Цель упражнения - Оформите фрагмент списка, начиная со строки, содержащей "Each instance of the scooter license", и заканчивая концом списка, в виде CSV с двумя столбцами, prompt и target. На каждую формулировку отведите одну строку с ней и её ответом: каждое значение заключите в кавычки, а переносы строк замените пробелами.

Материал для задания -
◆ ◆ ◆ ◆ ◆ ◆ ◆
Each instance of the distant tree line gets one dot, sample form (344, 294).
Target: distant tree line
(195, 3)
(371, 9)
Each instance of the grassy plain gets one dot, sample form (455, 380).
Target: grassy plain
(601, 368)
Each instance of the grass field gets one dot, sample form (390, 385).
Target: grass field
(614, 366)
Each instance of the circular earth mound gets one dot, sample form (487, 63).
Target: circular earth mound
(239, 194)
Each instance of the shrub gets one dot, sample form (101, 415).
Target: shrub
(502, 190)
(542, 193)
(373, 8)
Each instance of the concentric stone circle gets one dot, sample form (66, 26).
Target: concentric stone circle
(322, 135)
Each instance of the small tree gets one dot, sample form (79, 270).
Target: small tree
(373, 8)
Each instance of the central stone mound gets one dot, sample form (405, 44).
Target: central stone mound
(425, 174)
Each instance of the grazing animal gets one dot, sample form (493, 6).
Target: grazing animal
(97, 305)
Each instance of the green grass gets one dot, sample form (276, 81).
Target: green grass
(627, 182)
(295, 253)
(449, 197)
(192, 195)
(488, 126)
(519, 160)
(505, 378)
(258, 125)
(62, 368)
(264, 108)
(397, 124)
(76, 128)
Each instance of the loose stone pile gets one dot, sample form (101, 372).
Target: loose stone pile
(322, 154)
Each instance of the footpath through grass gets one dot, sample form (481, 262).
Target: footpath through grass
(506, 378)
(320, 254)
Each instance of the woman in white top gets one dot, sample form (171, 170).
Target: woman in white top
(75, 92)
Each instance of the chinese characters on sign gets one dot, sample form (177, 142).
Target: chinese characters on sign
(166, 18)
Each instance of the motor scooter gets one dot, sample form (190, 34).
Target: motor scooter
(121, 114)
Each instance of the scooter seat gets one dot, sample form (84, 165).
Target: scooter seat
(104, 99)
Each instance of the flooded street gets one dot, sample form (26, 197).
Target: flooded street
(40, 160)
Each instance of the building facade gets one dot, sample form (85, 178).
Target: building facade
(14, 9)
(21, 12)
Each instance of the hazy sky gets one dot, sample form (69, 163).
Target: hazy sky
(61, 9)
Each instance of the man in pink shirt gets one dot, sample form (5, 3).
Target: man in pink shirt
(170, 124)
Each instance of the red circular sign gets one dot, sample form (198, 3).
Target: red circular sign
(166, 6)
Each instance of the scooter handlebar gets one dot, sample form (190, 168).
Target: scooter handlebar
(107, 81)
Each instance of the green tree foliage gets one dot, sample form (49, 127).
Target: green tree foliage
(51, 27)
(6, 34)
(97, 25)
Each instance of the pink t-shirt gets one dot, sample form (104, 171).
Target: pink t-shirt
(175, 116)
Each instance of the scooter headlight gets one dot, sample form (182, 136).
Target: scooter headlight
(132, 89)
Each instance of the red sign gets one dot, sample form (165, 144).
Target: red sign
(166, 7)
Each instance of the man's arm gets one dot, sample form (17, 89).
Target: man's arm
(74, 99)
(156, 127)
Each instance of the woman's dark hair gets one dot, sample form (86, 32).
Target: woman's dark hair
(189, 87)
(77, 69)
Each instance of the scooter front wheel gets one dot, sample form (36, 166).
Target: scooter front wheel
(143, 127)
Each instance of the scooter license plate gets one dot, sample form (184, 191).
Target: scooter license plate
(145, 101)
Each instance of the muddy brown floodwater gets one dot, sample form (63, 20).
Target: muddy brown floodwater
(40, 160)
◆ ◆ ◆ ◆ ◆ ◆ ◆
Решение задачи -
prompt,target
"Each instance of the scooter license plate gets one dot, sample form (184, 191). Target: scooter license plate","(145, 101)"
"Each instance of the muddy brown floodwater gets one dot, sample form (63, 20). Target: muddy brown floodwater","(40, 160)"